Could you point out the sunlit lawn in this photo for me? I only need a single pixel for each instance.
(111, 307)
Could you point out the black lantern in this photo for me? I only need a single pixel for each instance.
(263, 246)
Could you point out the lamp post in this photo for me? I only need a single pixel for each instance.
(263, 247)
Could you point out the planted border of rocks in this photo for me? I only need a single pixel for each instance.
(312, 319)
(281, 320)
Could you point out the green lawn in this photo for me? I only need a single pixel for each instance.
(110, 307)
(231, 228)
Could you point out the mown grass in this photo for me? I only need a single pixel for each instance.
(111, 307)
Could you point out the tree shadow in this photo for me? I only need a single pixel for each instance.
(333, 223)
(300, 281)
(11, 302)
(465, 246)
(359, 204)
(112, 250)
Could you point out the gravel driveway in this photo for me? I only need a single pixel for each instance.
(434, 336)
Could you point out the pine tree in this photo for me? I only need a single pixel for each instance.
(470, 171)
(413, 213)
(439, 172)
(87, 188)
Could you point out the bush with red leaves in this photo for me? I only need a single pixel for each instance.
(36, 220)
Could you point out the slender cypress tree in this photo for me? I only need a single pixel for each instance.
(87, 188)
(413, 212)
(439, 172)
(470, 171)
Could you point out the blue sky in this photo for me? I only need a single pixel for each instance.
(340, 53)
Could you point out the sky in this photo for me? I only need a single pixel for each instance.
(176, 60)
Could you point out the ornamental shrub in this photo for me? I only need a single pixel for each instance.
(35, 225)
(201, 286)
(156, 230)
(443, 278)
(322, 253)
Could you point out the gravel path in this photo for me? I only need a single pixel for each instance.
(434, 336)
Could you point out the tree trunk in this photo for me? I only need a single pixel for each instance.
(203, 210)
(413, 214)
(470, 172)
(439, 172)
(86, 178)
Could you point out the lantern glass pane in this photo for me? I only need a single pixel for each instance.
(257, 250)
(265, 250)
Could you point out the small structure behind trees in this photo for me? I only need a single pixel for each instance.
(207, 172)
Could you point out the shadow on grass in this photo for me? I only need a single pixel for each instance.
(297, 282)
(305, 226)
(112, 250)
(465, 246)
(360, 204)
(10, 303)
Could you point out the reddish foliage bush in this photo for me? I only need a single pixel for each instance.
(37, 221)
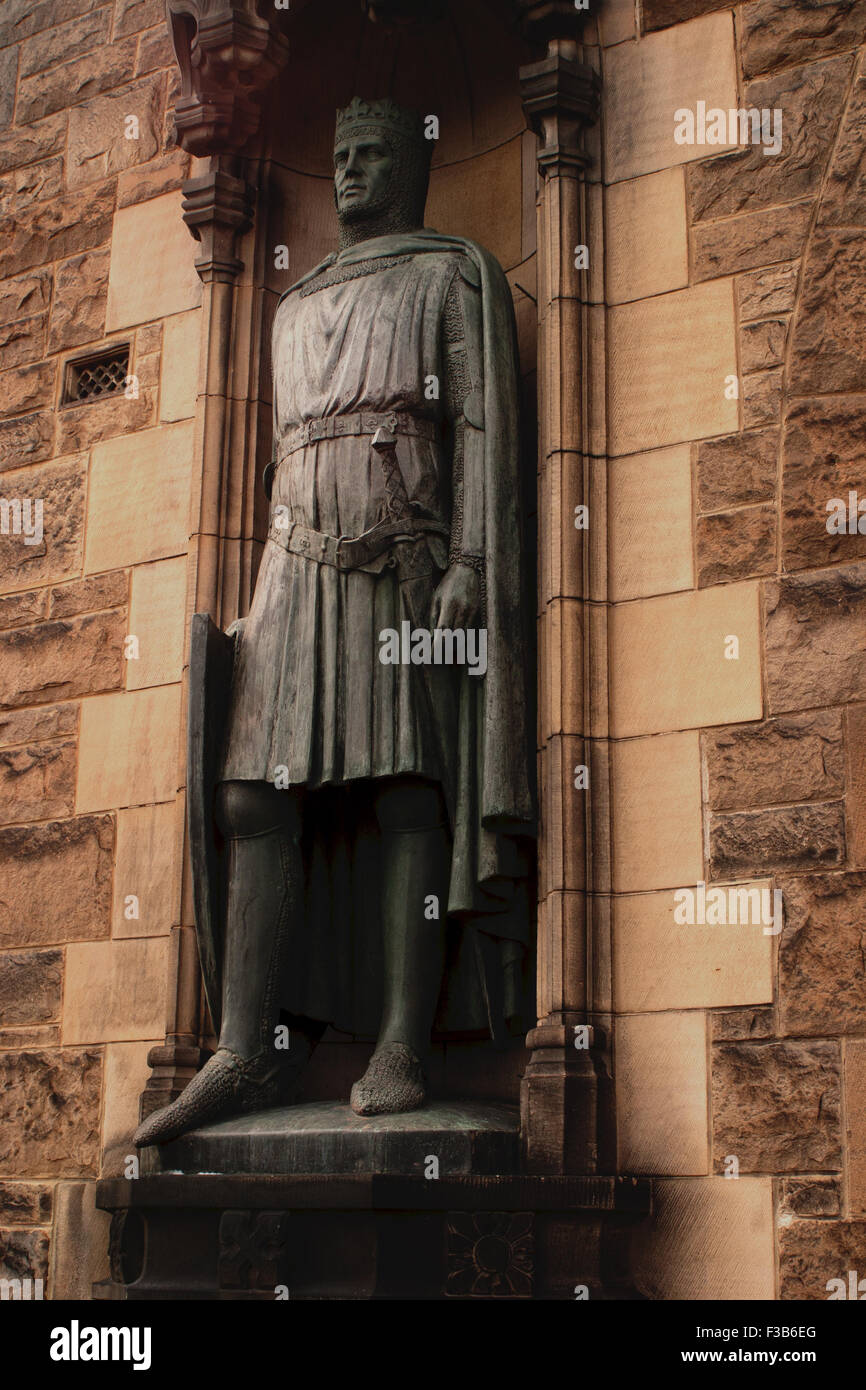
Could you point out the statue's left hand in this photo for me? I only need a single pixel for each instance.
(458, 598)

□ □ □ □ □

Pictures excluded, quote all the data above exactly.

**Answer section**.
Could you point out the sunlit lawn in this photo for me? I only need a single pixel for each instance.
(111, 307)
Could you point out the black lantern in this photo for me? I only need a single pixel for each instance.
(263, 246)
Could you point out the lamp post in this photo for me? I only need a single pixel for each instance.
(263, 247)
Could you point out the planted border of rocks in this photo for me? I only need a single pixel for each instance.
(312, 319)
(281, 320)
Could you point out the green lawn in this photo for me? I only need a single pixel for each instance.
(110, 307)
(231, 228)
Could you point out the mown grass in this photo for me? I only need a single pixel for each instance.
(111, 307)
Could you point out the tree shadow in this photo for me? I only need a single pixel for each instance.
(333, 223)
(300, 281)
(11, 302)
(465, 246)
(359, 204)
(112, 250)
Could you point out the gravel driveway in this photo for me? I only need a single pixel for each instance.
(434, 336)
Could you point out the pine tree in this photo for me? I only need a single pixel for each instance.
(470, 171)
(413, 213)
(439, 172)
(87, 188)
Could you point out the bush with red leaves in this photo for me? I only need a single pixel for each instance.
(36, 220)
Could you point out the slender cypress tree in this photo for me? I only need a single pixel for each instance.
(87, 188)
(413, 212)
(439, 172)
(470, 171)
Could you point out the blue sky in this photo for me? I only need a single pixel for each instance.
(340, 53)
Could you point out the sky in this photo for me? I only need a single pixel for each instance.
(176, 60)
Could you point out the ornamental shrub in this photo for me? I only need a single pixel for each instance.
(35, 225)
(201, 286)
(156, 230)
(443, 278)
(322, 253)
Could you point out the gravel path in this photo for me? I only need a single pixel for each instance.
(434, 336)
Could you point out the tree trunk in this photo for me? I only need a single pixel for each instance.
(203, 210)
(413, 214)
(470, 172)
(439, 172)
(86, 178)
Could you point out the lantern glass pane in this photo for me? I only need a single pixel for each instance.
(257, 250)
(265, 250)
Could you point out the small structure behind trees in this photo for me? I only need a single pixel for each instance.
(207, 172)
Could you point out the shadow on grass in this photo for me? I only need a single pixel for each instance.
(297, 282)
(305, 226)
(112, 250)
(465, 246)
(360, 204)
(10, 303)
Could you point out the reddish foliage bush in this photo for me? I only need a single pixel for each instance.
(37, 221)
Could you point out the statue's left hand in this photo for me? I only need a single pixel for each instance.
(458, 598)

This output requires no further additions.